__Dataset records__:
#####

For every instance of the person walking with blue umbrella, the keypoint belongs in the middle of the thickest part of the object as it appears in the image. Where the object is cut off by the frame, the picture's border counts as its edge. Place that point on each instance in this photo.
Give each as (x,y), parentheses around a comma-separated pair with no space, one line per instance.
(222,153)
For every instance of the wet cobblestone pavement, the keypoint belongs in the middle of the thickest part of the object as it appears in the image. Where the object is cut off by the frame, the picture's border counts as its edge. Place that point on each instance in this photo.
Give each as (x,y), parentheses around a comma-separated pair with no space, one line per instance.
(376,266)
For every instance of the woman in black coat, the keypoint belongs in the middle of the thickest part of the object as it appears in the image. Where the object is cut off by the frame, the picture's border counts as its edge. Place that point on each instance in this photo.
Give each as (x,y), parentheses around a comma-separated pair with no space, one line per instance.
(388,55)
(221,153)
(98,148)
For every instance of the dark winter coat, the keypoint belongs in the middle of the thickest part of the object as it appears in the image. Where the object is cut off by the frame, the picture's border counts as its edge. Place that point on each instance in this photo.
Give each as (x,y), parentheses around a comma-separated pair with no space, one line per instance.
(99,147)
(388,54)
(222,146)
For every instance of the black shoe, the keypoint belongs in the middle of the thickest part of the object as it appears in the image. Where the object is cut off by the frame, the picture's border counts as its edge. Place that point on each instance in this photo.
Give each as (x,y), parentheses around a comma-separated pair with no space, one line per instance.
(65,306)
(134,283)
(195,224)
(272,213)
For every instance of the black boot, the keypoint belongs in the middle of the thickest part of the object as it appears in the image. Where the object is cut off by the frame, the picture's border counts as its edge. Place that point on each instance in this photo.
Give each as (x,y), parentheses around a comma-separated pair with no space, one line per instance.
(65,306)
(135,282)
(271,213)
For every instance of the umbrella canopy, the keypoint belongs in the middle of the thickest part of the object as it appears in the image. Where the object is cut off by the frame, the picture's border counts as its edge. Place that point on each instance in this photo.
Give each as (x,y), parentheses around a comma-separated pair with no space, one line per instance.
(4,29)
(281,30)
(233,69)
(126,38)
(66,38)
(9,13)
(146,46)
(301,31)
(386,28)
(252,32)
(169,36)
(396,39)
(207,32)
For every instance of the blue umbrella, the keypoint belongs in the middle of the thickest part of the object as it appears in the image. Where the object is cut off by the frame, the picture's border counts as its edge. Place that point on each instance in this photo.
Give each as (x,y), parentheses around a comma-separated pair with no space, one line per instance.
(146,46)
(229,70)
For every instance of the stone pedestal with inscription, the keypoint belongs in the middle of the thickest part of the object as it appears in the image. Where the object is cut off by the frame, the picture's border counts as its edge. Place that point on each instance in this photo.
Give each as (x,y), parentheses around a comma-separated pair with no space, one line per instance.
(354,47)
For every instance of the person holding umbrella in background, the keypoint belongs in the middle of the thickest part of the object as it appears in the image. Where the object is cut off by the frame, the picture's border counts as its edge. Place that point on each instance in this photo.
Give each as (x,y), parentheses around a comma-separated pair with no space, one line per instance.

#####

The entries above must be written out again exactly as they are.

For every instance of the person walking with blue umbrella, the keypoint belongs in the middle of the thickest part of the object as it appears in the image. Where the object is cut off by the frame, the picture's border counts as its edge. Place that point on each instance in this photo.
Give each as (x,y), parentheses around a comma-separated pair with no space, one line per instance.
(222,153)
For every instance of the wet cobblestone pavement, the keypoint belongs in the middle of the thickest part of the object as it appears in the image. Where the object is cut off by the frame, the picture's border counts as its edge. Place that point on each instance in this photo.
Give each as (x,y), parentheses around a comma-separated pair with no space, one line per instance.
(376,266)
For every instance of the woman in black coat, the keypoint belongs in the middle of the thickest part of the object as it appears in the image. Where the object is cut off by the frame, the picture's border counts as its edge. Place that point on each instance in this photo.
Give each as (x,y), parentheses around a comma-separated pair with no space, one line per instance.
(388,55)
(221,153)
(98,148)
For every instance of the dark winter coat, the keypoint belongs in the middle of the thickest part of the object as it appears in the image. Where the object is cut off by the frame, the picture's border counts as its edge. Place that point on each instance in this photo.
Give each as (x,y), parentheses around a comma-separated pair with no space, one line per instance.
(99,147)
(388,54)
(222,146)
For every instance of the black shoe, the keypoint belongs in the middle of the thickest part of the object as it appears in the image. Where the object is cut off by the frame, the picture's border counts as its edge. Place that point on each instance in this photo.
Give each as (x,y), parentheses around a comma-separated pair with no space, one line per instance.
(65,306)
(134,283)
(195,224)
(272,213)
For every instance of the black boot, the keypoint belongs in the middle of the thickest part of the object as it appears in the image. Where the object is cut off by the frame, the picture's border counts as its edge. Place that point on each instance in this photo.
Give each as (x,y), parentheses around a comma-separated pair with no space, one line per instance.
(65,306)
(135,282)
(271,213)
For every instance of the umbrella canopy, the keypoint belongs in the middle of the thickest part of the object as it appears in the image. Where the object is cut off by the frame, the picture's border counts as its edge. Place that point on each instance in this photo.
Give each as (x,y), parentheses around a comma-separated pair with no space, one line per instance.
(4,29)
(281,30)
(233,69)
(126,38)
(66,38)
(9,13)
(146,46)
(301,31)
(386,28)
(252,32)
(169,36)
(396,39)
(207,32)
For every instance of the blue umbrella, the keypoint belongs in the middle of the thickest part of the object as it appears in the image. Where the object is cut off by the frame, the picture's border counts as its edge. Place that point on each instance in this photo.
Give each as (x,y), parentheses around a comma-separated pair with no space, one line per instance.
(146,46)
(229,70)
For every instance of the stone pedestal with inscription, the keypoint belongs in the middle of the thickest part of the object as it appears in the image. Where the object is cut off by the frame, the picture's border counts as its edge. Place that point on each instance in this photo.
Give each as (x,y), parentheses around a comma-separated pair with no space, one line per instance.
(354,47)
For every instance of the person holding umbrella in background, the keypoint belongs in the middle of the thickest part of the object as it appears in the image. Where the object is cut off by the frame, the picture's border counts as its edge. Place that point on each instance in this photo.
Give each as (x,y), parentheses around a comma-separated pair with no space, one line per instance.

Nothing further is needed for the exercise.